**What this task involves:** Would you retype every entry that follows without altering a word?

**Material for this exercise:**
-=-=-=-=-
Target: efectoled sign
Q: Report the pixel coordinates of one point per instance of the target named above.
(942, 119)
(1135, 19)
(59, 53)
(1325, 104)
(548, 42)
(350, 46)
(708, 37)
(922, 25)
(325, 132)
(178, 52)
-=-=-=-=-
**Answer box:**
Target: efectoled sign
Q: Report the pixel coordinates of one point per instance of the target named above.
(942, 119)
(1135, 19)
(59, 53)
(1325, 104)
(548, 42)
(350, 46)
(708, 37)
(922, 25)
(325, 132)
(178, 52)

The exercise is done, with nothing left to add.